◆ What is expected ◆
If a line of the data below contains the string "green", copy it into your answer.
[Source data — start]
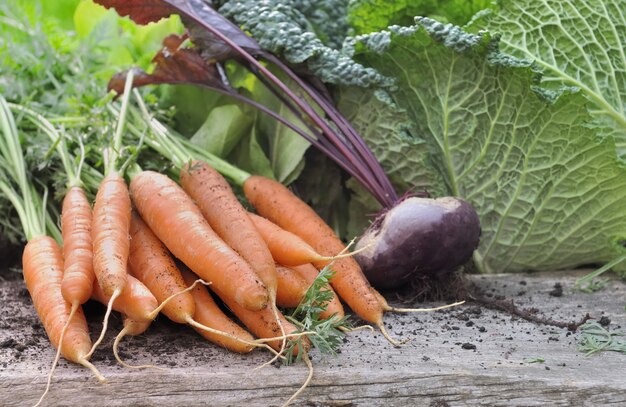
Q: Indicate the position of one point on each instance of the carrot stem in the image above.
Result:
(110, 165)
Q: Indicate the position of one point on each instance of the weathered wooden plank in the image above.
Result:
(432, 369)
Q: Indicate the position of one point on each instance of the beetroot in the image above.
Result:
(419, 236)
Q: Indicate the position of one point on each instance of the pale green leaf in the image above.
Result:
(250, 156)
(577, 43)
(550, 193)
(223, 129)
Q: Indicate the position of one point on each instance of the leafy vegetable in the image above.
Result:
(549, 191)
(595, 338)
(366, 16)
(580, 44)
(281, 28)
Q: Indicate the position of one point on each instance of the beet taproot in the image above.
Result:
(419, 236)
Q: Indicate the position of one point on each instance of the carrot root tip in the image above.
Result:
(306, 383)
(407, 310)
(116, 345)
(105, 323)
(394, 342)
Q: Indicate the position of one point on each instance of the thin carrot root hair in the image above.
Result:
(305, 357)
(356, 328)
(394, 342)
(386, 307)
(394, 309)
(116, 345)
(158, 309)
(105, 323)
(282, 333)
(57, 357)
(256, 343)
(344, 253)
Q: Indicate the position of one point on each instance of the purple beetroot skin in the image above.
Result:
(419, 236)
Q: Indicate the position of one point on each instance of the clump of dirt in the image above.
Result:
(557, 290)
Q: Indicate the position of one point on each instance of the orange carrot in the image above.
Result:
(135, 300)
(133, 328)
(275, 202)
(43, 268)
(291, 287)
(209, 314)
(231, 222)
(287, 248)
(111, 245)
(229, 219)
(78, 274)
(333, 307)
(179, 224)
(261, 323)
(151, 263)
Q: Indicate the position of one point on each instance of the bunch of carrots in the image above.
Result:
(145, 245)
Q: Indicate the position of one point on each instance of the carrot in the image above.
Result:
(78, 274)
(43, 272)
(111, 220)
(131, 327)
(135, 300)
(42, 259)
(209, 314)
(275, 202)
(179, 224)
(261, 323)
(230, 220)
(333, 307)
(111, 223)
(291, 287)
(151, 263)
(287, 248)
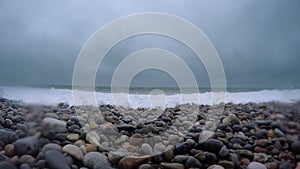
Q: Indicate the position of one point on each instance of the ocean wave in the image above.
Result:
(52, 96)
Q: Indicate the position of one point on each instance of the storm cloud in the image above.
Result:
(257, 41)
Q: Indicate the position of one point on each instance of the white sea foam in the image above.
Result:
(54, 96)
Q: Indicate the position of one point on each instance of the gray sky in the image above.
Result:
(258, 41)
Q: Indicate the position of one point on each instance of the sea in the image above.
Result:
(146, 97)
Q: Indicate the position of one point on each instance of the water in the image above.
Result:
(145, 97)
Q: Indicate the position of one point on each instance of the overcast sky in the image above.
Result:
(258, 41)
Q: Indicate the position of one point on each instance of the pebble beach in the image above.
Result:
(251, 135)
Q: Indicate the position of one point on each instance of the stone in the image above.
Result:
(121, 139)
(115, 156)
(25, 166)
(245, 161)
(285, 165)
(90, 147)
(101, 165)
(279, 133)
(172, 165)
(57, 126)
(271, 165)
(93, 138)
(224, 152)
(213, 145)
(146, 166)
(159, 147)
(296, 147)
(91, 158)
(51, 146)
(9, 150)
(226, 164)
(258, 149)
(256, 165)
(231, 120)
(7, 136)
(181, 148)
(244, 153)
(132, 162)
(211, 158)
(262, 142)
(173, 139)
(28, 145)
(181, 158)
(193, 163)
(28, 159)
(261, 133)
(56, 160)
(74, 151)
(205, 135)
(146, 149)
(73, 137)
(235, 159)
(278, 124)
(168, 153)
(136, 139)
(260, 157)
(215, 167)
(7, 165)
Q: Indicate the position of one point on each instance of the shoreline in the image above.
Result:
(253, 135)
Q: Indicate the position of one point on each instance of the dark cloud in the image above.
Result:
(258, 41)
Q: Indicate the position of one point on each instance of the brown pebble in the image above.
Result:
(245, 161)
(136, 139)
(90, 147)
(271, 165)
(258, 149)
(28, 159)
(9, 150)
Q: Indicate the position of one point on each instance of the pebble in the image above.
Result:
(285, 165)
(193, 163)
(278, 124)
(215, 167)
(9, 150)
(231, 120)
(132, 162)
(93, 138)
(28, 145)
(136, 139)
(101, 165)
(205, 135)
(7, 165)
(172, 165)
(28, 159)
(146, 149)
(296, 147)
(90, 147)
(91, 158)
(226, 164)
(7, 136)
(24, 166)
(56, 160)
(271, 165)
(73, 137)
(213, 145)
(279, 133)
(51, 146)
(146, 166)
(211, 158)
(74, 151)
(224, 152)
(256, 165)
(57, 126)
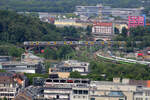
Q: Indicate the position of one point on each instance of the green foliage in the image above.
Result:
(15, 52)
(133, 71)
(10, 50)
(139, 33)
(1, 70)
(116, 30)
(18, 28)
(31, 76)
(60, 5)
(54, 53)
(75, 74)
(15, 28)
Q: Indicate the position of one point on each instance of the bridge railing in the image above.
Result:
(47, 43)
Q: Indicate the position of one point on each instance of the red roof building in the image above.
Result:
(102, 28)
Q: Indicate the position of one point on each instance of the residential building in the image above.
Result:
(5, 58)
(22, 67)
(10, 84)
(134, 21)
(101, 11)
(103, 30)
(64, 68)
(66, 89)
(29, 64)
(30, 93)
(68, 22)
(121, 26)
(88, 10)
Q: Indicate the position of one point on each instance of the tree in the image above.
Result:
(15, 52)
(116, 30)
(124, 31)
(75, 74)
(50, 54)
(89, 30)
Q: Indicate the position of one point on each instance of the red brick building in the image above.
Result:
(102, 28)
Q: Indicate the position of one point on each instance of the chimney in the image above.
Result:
[Source data — finish]
◆ Answer below ◆
Q: Indicate the position of one point on each instance of the pale green leaf in the image above.
Q: Indicate the position of one point on each instance of the green foliage in the image above.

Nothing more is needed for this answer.